▶ Reading text
--- --- ---
By: Ted Dabrowski
Glance at the list of the Civic Federation’s Trustees and you’ll see a collection of Illinois corporate titans. Many of the 16 men and one woman are CEOs, heads of private equity, chairs of boards, investors or hugely successful entrepreneurs. The trustees are listed in the appendix below.
I worked with heavy hitters like these during my career in international finance. They all achieved their success by being demanding investors and great stewards of their shareholders’ money. None of them would ever ask shareholders to pour money into a dysfunctional, bloated and mismanaged company without first ensuring they could clean house.
So it’s surreal to read the Civic Fed’s 2019 recommended budget plan for Illinois. Year after year the group continues to ask Illinoisans to pour billions of dollars more into the corrupt and nearly-bankrupt corporation that is the state of Illinois – while demanding little to none of the hard hitting reforms its trustees would demand with their own money.
Why would the trustees propose plans that are so antithetical to the investment and management principles that led them to their individual successes? Even the Civic Fed’s own stated goal is “to maximize the quality and cost-effectiveness of government services in the Chicago region and State of Illinois.”
--- --- ---
(Collected data entries)
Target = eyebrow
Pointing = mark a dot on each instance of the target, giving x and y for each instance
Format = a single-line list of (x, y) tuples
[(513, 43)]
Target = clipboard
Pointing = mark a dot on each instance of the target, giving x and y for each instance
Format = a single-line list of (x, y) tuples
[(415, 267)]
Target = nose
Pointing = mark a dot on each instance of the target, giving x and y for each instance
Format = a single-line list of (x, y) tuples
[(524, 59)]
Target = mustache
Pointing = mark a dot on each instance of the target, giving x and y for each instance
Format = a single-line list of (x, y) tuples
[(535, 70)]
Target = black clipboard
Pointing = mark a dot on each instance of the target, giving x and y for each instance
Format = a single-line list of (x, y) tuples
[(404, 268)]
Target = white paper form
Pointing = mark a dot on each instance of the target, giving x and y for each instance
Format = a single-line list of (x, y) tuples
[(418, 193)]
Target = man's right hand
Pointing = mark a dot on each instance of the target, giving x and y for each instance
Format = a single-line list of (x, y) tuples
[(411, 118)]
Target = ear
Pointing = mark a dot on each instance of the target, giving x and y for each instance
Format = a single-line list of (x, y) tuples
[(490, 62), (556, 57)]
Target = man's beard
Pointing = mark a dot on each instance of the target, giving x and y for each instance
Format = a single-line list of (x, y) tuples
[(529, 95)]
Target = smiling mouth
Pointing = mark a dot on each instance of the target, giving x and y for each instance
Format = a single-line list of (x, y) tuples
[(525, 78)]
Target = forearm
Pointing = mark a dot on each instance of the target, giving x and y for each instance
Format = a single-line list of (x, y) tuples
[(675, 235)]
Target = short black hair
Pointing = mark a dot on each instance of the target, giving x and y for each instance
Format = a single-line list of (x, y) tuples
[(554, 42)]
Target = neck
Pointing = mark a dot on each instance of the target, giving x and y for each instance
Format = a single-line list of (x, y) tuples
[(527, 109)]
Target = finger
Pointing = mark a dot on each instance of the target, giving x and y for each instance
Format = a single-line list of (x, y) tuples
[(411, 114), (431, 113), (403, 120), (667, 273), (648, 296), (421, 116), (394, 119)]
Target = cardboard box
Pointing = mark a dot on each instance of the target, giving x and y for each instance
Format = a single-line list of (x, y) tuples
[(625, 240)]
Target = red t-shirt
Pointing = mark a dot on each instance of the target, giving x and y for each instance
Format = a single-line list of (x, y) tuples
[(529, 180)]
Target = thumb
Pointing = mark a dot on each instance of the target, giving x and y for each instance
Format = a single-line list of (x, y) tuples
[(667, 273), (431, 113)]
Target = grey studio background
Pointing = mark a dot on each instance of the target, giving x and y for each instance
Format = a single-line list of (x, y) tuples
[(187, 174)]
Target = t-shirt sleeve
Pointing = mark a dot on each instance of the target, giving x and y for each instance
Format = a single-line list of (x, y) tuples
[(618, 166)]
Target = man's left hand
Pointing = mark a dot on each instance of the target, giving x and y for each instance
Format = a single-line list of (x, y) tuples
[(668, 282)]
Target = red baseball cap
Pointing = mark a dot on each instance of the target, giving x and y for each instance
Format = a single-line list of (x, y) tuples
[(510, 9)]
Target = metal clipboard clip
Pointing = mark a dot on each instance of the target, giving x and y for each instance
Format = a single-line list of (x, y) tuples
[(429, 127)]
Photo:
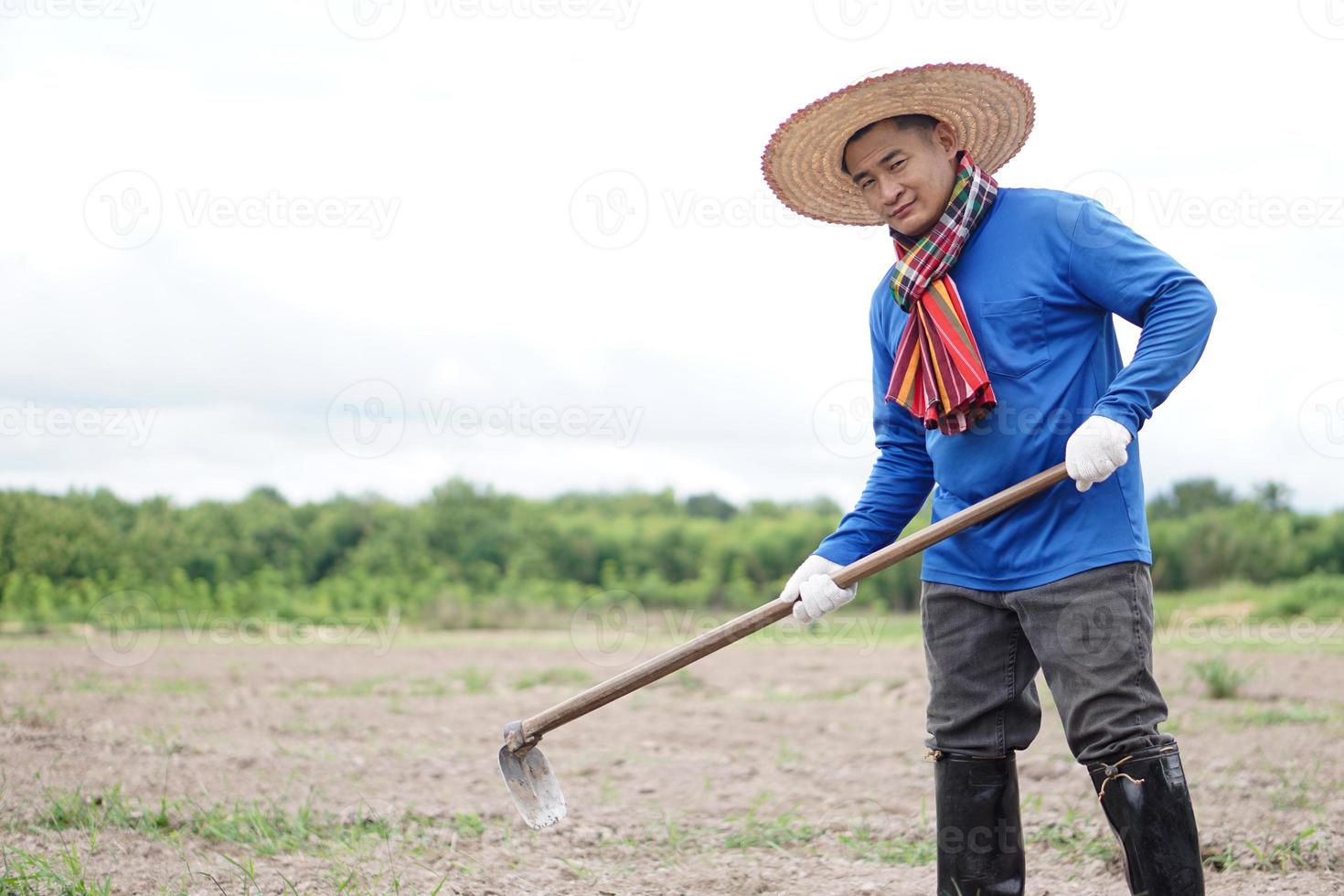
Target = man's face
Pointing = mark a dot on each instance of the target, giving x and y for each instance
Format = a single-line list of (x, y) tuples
[(906, 176)]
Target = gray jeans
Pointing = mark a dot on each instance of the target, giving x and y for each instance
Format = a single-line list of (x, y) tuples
[(1090, 632)]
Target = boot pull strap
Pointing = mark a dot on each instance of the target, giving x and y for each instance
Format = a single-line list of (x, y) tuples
[(1113, 772)]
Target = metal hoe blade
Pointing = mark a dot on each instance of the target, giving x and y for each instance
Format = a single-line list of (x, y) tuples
[(529, 779)]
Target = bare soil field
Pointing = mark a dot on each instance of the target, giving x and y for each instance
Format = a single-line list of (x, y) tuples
[(214, 764)]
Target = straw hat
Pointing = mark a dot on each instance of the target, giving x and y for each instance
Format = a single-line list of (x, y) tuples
[(989, 109)]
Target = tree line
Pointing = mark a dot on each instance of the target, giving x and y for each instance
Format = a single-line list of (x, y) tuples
[(468, 555)]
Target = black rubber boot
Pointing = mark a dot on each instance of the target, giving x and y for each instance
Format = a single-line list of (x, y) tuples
[(1147, 804), (980, 842)]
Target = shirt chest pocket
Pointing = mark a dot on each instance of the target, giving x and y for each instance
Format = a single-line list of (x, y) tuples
[(1012, 336)]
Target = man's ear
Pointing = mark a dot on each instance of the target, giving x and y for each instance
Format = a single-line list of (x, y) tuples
[(945, 137)]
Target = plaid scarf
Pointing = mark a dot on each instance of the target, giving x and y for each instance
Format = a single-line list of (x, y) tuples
[(938, 375)]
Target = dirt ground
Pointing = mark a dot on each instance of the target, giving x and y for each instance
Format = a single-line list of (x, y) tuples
[(214, 764)]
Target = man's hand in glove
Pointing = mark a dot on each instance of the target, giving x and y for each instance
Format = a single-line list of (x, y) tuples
[(1095, 450), (820, 594)]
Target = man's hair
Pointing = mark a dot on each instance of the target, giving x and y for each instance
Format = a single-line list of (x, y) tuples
[(902, 123)]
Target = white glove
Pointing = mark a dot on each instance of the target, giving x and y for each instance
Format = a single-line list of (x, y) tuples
[(1095, 450), (820, 594)]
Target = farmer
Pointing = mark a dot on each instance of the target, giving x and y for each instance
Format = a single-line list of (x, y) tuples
[(994, 357)]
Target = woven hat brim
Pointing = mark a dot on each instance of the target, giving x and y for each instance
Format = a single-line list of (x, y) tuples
[(991, 112)]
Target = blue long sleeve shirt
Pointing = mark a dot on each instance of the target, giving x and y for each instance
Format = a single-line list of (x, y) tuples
[(1040, 278)]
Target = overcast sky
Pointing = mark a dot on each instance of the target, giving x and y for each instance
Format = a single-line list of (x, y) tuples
[(357, 246)]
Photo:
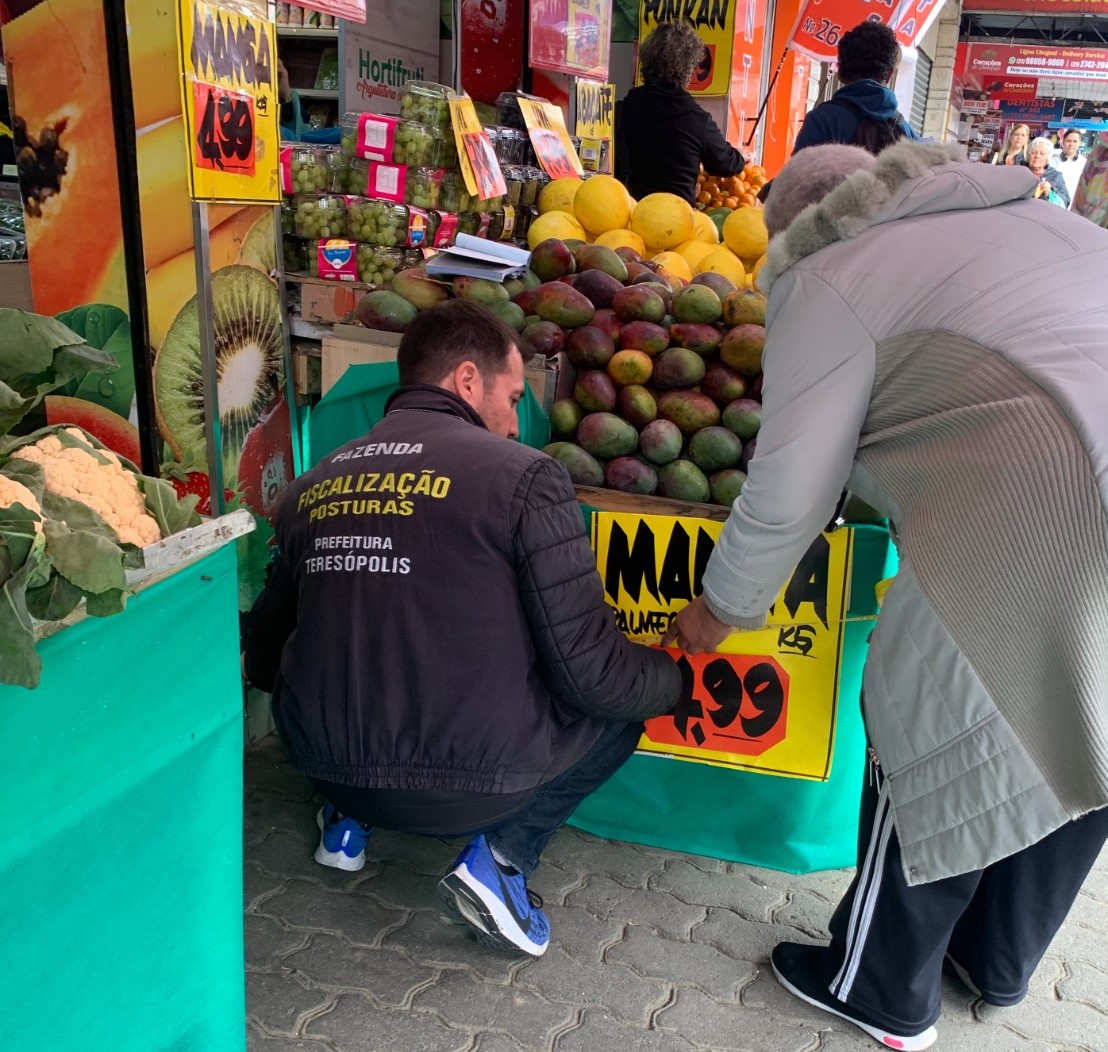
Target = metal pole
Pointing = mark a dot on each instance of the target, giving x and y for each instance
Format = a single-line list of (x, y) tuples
[(209, 373)]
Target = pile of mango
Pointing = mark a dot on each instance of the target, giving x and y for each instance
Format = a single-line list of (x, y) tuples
[(667, 371)]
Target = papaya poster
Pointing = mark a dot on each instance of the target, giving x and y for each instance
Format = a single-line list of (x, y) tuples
[(61, 104), (767, 702), (714, 20)]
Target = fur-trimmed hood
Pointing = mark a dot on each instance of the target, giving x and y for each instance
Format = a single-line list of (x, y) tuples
[(909, 179)]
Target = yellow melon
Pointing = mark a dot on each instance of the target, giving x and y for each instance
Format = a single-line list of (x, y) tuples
[(616, 239), (663, 221), (704, 228), (745, 233), (558, 195), (562, 225), (694, 251), (601, 204)]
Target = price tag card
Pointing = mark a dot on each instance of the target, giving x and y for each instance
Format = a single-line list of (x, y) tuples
[(475, 156), (377, 135), (551, 140), (336, 259), (224, 122)]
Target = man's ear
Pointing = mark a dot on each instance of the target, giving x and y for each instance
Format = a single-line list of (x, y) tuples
[(468, 382)]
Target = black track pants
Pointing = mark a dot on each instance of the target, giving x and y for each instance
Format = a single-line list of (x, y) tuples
[(888, 939)]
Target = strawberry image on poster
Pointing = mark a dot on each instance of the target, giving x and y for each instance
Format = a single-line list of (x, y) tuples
[(265, 467), (491, 38)]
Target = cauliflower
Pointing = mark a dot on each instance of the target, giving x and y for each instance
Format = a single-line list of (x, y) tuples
[(13, 492), (109, 489)]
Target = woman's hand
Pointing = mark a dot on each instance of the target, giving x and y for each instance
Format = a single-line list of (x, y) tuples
[(696, 629)]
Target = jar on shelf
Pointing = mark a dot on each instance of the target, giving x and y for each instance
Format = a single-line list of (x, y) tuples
[(378, 264), (320, 216), (311, 170), (378, 222), (427, 102)]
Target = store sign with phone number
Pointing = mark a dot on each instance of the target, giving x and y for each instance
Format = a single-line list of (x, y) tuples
[(229, 82), (768, 700)]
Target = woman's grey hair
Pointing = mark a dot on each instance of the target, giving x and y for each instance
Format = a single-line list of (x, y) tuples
[(669, 55), (809, 176)]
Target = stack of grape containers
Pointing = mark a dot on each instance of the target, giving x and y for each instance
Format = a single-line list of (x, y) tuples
[(392, 193)]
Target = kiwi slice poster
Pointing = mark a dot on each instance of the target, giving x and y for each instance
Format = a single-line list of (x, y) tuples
[(61, 100)]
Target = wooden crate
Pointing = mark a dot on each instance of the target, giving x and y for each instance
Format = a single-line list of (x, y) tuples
[(350, 345)]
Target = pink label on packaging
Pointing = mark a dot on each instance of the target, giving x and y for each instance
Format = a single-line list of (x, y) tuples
[(419, 224), (285, 163), (448, 230), (388, 182), (337, 259), (377, 135)]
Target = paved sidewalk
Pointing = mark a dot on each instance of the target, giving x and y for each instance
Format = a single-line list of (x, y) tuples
[(650, 951)]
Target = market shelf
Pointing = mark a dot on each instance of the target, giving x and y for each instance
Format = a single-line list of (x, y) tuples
[(307, 32)]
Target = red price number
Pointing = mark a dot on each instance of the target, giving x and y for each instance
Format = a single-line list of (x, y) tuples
[(224, 122)]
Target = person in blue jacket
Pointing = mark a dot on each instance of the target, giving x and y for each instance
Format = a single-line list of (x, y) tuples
[(863, 112)]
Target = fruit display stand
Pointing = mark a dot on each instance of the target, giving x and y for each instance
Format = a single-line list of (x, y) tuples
[(739, 813), (121, 821)]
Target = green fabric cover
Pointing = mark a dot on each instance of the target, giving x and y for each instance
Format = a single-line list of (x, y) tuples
[(357, 402), (121, 828), (786, 824)]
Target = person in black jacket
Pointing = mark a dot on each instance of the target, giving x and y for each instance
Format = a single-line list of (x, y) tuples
[(434, 634), (662, 135)]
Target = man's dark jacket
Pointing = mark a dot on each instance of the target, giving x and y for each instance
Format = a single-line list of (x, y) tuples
[(663, 138), (438, 616)]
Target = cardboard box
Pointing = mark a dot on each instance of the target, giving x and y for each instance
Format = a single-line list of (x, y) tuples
[(327, 302), (355, 345)]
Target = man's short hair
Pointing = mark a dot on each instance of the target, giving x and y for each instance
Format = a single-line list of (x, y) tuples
[(441, 338), (869, 51)]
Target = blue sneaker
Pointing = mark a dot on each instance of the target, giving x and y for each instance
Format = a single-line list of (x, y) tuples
[(342, 840), (495, 901)]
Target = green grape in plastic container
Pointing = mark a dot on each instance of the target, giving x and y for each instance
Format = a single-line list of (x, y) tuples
[(378, 222), (320, 216), (421, 187), (378, 264)]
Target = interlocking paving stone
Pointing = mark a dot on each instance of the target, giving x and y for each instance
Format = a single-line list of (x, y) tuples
[(631, 998), (388, 977), (308, 906), (684, 940), (598, 1032), (475, 1005), (431, 939), (277, 1001), (681, 963), (730, 1028), (581, 933), (269, 942), (734, 891), (607, 899), (259, 1042), (356, 1024)]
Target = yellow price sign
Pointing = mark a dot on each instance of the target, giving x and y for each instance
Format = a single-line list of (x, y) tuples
[(551, 140), (475, 156), (228, 61), (767, 701)]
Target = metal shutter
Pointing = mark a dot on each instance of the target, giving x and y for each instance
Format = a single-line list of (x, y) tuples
[(920, 92)]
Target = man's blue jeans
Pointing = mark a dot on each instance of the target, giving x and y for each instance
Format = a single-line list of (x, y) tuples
[(522, 838)]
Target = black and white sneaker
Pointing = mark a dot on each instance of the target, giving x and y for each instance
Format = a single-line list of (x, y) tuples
[(797, 968)]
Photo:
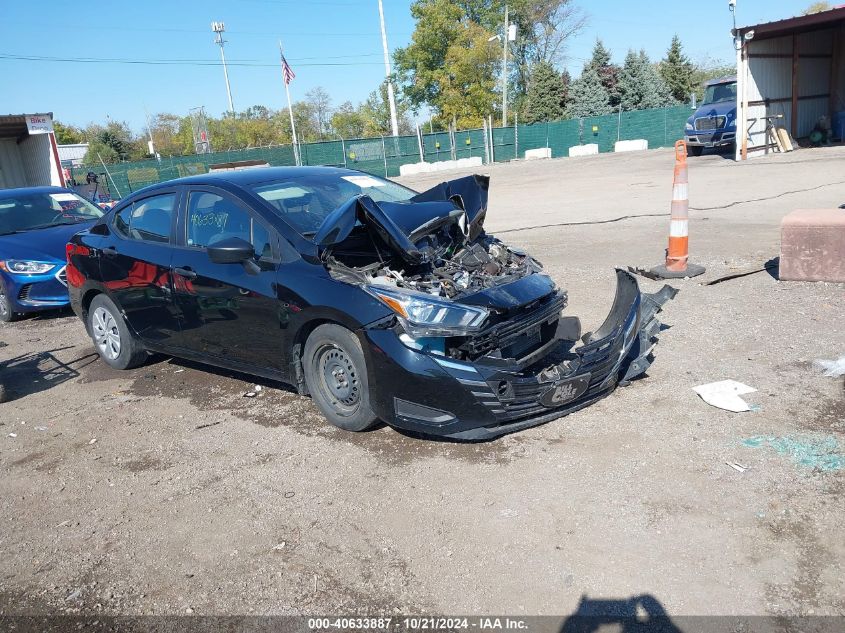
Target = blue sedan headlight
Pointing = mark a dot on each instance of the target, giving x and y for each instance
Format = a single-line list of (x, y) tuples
[(26, 267)]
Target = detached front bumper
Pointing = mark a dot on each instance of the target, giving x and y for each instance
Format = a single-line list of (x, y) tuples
[(435, 395)]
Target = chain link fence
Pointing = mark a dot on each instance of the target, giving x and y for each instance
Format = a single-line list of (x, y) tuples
[(384, 156)]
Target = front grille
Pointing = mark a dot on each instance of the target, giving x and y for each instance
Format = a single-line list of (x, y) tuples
[(710, 123), (61, 276), (23, 295), (519, 398)]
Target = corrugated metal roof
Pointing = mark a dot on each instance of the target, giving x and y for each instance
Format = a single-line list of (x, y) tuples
[(14, 125), (798, 23)]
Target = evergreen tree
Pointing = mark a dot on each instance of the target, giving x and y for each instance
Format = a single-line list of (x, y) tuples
[(546, 94), (588, 95), (608, 72), (676, 70), (640, 85)]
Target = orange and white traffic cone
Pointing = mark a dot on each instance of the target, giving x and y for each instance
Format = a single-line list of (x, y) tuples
[(677, 255)]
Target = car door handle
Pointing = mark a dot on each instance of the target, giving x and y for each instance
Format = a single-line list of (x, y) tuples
[(187, 273)]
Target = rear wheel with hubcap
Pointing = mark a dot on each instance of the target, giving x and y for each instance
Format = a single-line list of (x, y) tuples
[(111, 336), (336, 375)]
--- --- ---
▶ Tasks
1. According to the Civic Federation piece, how many men and women are among the trustees?
2. Repeat the passage of the Civic Federation piece that opens with the words "By: Ted Dabrowski" and closes with "could clean house.".
3. Summarize the Civic Federation piece in two sentences.

▶ Results
1. There are 16 men and one woman.

2.
By: Ted Dabrowski
Glance at the list of the Civic Federation’s Trustees and you’ll see a collection of Illinois corporate titans. Many of the 16 men and one woman are CEOs, heads of private equity, chairs of boards, investors or hugely successful entrepreneurs. The trustees are listed in the appendix below.
I worked with heavy hitters like these during my career in international finance. They all achieved their success by being demanding investors and great stewards of their shareholders’ money. None of them would ever ask shareholders to pour money into a dysfunctional, bloated and mismanaged company without first ensuring they could clean house.

3. The Civic Federation's trustees are Illinois corporate titans, and the writer says such investors would never ask shareholders to pour money into a dysfunctional, mismanaged company without first ensuring they could clean house. The writer finds it surreal that the group's 2019 recommended budget plan asks Illinoisans to pour billions more into the state while demanding little to none of the reforms the trustees would demand with their own money.